-- GOAL A --
Write out the part of the calculus forum thread starting with "great, so clearly" and going on through "where theta is!", copying it word for word.
***** DOCUMENT EXCERPT *****
Question

Could someone explain this Calc problem to me pwease? :3

Answer 1

first use trigonometry to write a formula for x in terms of theta

Answer 2

so
sin(theta) = x/5 ?

Answer 3

differentiate with respect to time

Answer 4

right, and I'd recommend getting that 5 on the other side, though you can do that later if you want

either way, differentiate both sides with respect to time

Answer 5

how would I "differentiate with respect to time"? like do dy/dt ?
but I don't have y's or t's ?

Answer 6

you have f(theta) on one side, and f(x) on the other side
use the chain rule

Answer 7

yeah d/dt both sides

Answer 8

d/dt f(u) = df/du * du/dt

Answer 9

huh?
so d/dt sin(theta) = d/dt (1/5) * dx/dt ?

Answer 10

erm... sort of
let theta=u
on the left then we have
d/dt sin(u)=d/du sin(u) * du/dt

what is d/du sin(u) ?

Answer 11

mmm 3?

Answer 12

nope, what is d/dx sin(x) ?

Answer 13

cos(x)

Answer 14

right, so d/du sin(u) is...?

Answer 15

cos(u) ?

Answer 16

good, then using the chain rule we have
d/dt[sin(u)]=cos(u)*du/dt
now remember that u is theta, so what is du/dt?

Answer 17

"theta increases at a constant rate of 3 radians per minute"
so 3 ?

Answer 18

excellent :)
now for the right side
what is d/dt (x/5) ?

Answer 19

(1/5)(dx/dt) ?

Answer 20

great, and we want dx/dt, so we're almost there!
now get that 5 on the other side and what do we have?

Answer 21

mm
dx/dt = 15cos(u)

Answer 22

great, so clearly the one thing we need now is cos(u)
any ideas how we know to find that?

Answer 23

oh right
x was given as 3
so cos(u) = 3/5

Answer 24

careful, look where theta is!
sin(u)=3/5, so cos(u)=?

Answer 25

no wait...

Answer 26

erm...
root ( 5^2 - 3^2) = 4
so cos(u) = 4/5 ?

Answer 27

bingo, so dx/dt is....?

Answer 28

12 :)
thank you!

Answer 29

very welcome!
***** PROVIDED MATERIAL *****
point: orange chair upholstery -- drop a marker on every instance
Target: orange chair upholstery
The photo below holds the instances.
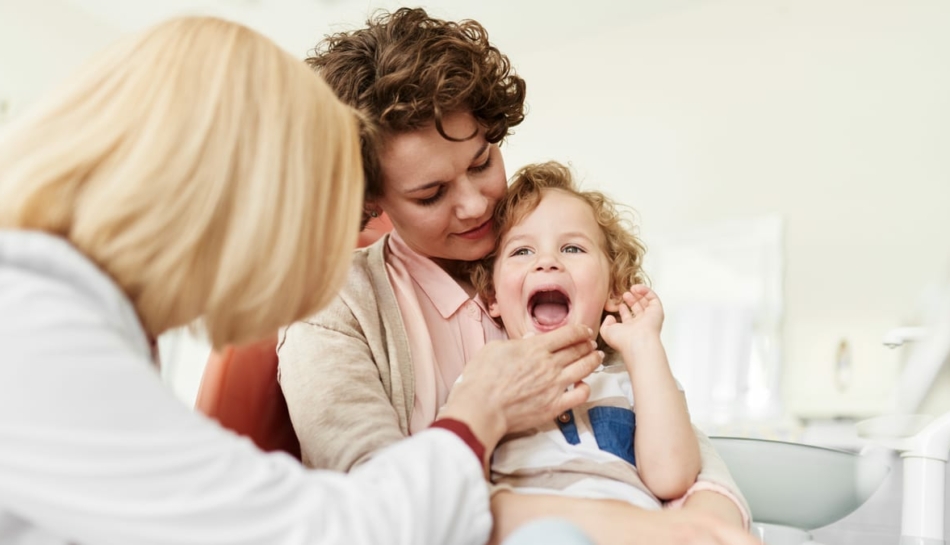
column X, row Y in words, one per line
column 239, row 386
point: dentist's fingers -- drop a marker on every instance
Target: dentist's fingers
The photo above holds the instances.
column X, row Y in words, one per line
column 564, row 337
column 578, row 370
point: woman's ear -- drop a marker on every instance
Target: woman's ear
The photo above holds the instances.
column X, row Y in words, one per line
column 493, row 306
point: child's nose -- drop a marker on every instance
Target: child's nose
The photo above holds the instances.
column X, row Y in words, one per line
column 547, row 262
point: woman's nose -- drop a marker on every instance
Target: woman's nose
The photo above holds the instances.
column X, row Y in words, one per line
column 473, row 203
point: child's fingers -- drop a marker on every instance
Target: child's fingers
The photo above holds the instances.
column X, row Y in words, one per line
column 624, row 312
column 634, row 302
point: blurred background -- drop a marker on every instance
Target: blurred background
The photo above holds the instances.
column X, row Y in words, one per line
column 787, row 161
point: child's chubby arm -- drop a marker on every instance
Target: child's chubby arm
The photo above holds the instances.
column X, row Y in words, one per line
column 666, row 448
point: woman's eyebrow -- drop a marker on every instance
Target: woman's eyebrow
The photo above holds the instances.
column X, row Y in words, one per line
column 430, row 185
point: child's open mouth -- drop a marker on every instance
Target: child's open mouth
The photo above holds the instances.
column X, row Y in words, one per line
column 549, row 307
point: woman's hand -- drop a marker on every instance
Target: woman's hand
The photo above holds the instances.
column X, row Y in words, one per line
column 515, row 385
column 609, row 522
column 641, row 314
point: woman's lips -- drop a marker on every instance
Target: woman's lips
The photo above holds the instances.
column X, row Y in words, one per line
column 478, row 232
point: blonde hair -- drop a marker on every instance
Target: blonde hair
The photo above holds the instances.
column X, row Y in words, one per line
column 210, row 173
column 623, row 249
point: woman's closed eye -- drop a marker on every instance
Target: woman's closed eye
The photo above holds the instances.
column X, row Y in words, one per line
column 481, row 167
column 434, row 198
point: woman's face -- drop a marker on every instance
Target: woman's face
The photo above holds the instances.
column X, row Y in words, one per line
column 440, row 194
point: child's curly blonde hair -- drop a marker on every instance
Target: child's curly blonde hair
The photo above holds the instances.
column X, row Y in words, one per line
column 624, row 250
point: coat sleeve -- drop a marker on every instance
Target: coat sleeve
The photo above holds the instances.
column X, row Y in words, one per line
column 95, row 449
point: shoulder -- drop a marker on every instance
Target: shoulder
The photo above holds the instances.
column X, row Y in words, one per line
column 365, row 299
column 49, row 288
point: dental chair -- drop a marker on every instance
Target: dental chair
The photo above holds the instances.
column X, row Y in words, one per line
column 239, row 386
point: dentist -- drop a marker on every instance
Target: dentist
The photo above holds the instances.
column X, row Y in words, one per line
column 196, row 171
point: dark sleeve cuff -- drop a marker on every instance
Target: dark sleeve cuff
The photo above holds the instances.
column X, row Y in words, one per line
column 465, row 434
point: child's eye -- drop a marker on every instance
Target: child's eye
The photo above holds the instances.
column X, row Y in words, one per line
column 434, row 198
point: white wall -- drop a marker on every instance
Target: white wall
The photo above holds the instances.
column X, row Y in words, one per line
column 834, row 114
column 41, row 42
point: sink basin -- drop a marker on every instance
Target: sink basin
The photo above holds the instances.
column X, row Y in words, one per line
column 798, row 485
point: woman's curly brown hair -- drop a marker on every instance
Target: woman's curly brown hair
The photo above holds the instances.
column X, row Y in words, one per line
column 406, row 69
column 624, row 250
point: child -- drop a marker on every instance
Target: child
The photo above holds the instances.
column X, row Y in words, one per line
column 565, row 256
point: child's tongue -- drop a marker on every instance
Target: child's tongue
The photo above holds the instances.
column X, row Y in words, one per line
column 549, row 314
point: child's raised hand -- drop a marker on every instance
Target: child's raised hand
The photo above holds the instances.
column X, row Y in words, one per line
column 641, row 313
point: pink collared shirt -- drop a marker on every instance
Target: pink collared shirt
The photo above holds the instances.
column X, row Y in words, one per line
column 445, row 325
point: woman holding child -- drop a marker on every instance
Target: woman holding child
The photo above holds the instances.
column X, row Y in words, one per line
column 381, row 360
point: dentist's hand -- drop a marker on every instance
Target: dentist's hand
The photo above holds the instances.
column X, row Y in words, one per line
column 515, row 385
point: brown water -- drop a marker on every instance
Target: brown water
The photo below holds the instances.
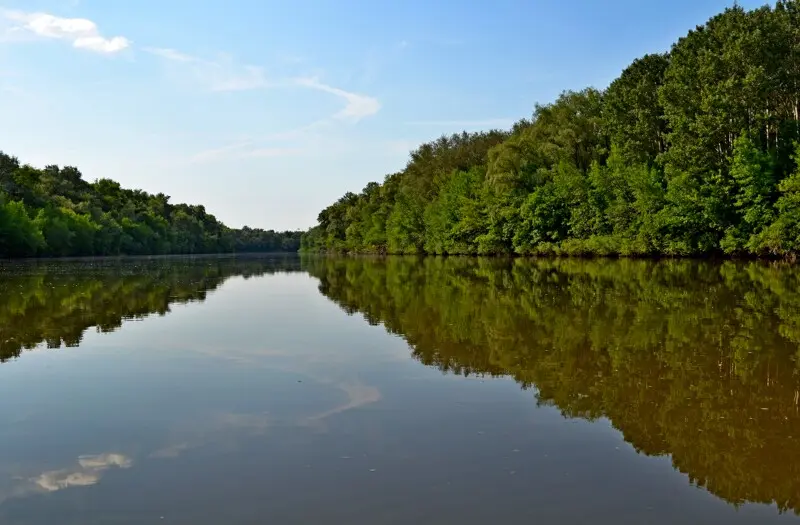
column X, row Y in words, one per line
column 368, row 391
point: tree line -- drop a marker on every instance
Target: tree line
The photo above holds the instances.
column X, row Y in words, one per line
column 53, row 212
column 695, row 361
column 694, row 151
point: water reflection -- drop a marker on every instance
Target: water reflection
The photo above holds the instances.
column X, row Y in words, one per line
column 55, row 302
column 696, row 360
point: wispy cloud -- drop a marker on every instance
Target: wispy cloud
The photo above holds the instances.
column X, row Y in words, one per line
column 244, row 150
column 89, row 473
column 486, row 123
column 357, row 106
column 80, row 32
column 220, row 74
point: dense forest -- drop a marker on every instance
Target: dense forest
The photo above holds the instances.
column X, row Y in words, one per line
column 697, row 361
column 54, row 212
column 694, row 151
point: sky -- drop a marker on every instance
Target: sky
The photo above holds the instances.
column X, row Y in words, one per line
column 267, row 111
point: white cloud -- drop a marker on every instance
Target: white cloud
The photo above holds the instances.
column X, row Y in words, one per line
column 82, row 33
column 90, row 471
column 486, row 123
column 357, row 106
column 222, row 74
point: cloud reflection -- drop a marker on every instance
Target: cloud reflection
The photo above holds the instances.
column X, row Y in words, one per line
column 89, row 471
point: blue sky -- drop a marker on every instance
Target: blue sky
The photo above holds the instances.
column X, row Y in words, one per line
column 267, row 111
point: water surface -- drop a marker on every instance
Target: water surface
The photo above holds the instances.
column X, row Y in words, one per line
column 382, row 391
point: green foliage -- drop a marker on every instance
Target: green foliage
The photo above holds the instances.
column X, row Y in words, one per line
column 54, row 212
column 684, row 154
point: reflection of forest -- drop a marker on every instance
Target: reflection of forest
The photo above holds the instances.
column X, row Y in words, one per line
column 693, row 359
column 55, row 302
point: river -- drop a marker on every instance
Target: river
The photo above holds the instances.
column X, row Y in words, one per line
column 289, row 390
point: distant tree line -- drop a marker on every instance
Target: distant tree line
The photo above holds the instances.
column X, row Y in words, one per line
column 54, row 212
column 690, row 152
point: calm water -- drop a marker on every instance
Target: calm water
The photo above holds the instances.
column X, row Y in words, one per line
column 429, row 391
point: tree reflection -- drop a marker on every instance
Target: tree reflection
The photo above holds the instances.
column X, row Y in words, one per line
column 693, row 359
column 55, row 302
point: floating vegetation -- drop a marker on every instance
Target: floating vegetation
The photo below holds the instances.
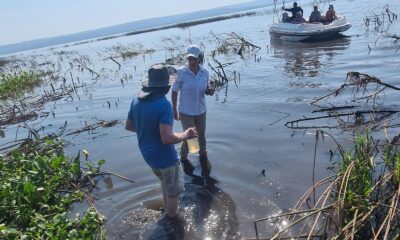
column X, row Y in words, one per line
column 38, row 186
column 360, row 201
column 127, row 52
column 91, row 127
column 362, row 109
column 28, row 109
column 13, row 85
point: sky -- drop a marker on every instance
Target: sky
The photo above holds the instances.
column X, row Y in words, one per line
column 24, row 20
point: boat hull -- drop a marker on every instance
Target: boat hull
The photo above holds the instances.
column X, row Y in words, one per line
column 308, row 31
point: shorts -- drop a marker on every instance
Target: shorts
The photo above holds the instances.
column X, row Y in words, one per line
column 171, row 178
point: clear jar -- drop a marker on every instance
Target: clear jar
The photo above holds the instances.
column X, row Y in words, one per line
column 193, row 145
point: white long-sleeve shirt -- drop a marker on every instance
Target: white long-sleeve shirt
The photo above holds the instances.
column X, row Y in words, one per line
column 191, row 90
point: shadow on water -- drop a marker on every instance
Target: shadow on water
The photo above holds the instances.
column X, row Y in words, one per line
column 305, row 59
column 206, row 212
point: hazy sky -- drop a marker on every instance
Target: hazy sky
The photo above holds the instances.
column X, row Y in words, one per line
column 23, row 20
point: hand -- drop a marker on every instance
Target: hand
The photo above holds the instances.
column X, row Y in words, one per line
column 191, row 133
column 176, row 115
column 209, row 92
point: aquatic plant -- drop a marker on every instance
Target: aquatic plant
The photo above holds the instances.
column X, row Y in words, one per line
column 359, row 202
column 38, row 185
column 15, row 84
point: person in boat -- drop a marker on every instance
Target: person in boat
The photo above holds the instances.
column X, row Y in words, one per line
column 315, row 16
column 330, row 15
column 151, row 117
column 293, row 10
column 299, row 18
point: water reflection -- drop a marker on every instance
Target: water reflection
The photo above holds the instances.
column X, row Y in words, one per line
column 207, row 212
column 305, row 59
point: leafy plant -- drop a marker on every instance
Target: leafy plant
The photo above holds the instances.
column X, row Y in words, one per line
column 38, row 184
column 13, row 85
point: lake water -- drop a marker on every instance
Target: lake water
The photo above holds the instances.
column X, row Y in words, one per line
column 245, row 124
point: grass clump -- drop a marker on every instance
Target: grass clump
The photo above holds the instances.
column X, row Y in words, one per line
column 38, row 185
column 360, row 201
column 15, row 84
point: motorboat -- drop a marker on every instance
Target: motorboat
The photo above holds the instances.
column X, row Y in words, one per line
column 308, row 31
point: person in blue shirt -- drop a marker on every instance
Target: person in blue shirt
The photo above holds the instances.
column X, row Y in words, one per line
column 151, row 117
column 294, row 10
column 315, row 15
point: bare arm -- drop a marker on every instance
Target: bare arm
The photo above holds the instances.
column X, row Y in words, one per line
column 129, row 126
column 174, row 99
column 168, row 136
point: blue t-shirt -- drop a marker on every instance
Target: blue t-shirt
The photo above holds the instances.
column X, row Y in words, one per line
column 147, row 117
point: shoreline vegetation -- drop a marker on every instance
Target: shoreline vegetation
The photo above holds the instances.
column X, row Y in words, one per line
column 38, row 186
column 359, row 201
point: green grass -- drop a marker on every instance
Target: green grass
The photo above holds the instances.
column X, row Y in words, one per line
column 15, row 84
column 38, row 185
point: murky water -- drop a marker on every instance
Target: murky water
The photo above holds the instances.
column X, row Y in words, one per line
column 260, row 167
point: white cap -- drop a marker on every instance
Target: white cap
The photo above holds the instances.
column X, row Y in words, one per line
column 193, row 51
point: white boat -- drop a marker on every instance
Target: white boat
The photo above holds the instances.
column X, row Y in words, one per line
column 308, row 31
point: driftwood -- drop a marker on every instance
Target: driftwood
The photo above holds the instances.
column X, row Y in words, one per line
column 91, row 127
column 233, row 42
column 369, row 113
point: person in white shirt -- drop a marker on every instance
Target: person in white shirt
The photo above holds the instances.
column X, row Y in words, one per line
column 192, row 86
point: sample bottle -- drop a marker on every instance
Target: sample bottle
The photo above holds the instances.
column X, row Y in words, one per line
column 193, row 145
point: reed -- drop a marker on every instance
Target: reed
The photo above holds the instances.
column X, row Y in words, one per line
column 360, row 201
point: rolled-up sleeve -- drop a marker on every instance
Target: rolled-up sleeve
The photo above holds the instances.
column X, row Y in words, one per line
column 177, row 85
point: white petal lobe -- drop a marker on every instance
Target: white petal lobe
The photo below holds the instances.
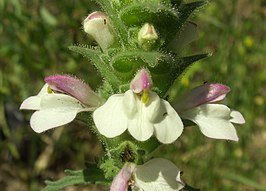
*****
-- GOAL B --
From the records, repeat word for word the lines starting with the line with "point: blue sky" and going on through the line with "column 429, row 391".

-- CORRECT RESULT A --
great, so clearly the one thing we need now is cos(u)
any ideas how we know to find that?

Answer 23

oh right
x was given as 3
so cos(u) = 3/5

Answer 24

careful, look where theta is!

-- CORRECT RESULT B --
point: blue sky -- drop a marker on every instance
Target: blue sky
The photo above holds the instances.
column X, row Y in words, one per line
column 267, row 111
point: water surface -- drop a marker on every instance
Target: water surface
The photo above holds the instances.
column X, row Y in words, one per line
column 382, row 391
point: green foliage -- drop a marker on every instance
Target: green foliage
The photo above holds the instances.
column X, row Y in words, one per line
column 54, row 212
column 684, row 154
point: reflection of forest -- drop a marker on every instance
Target: reflection of forest
The photo above holds the instances.
column X, row Y in words, one per line
column 693, row 359
column 55, row 302
point: river -- drop a marker on every instance
Target: river
The photo above holds the instances.
column X, row Y in words, one per line
column 289, row 390
point: distant tree line -- drop a marker on every instance
Target: distant tree line
The photo above holds the instances.
column X, row Y in words, one per line
column 54, row 212
column 690, row 152
point: calm water -- drop a marker on every instance
Target: calm water
The photo above holds the instances.
column X, row Y in words, one per line
column 429, row 391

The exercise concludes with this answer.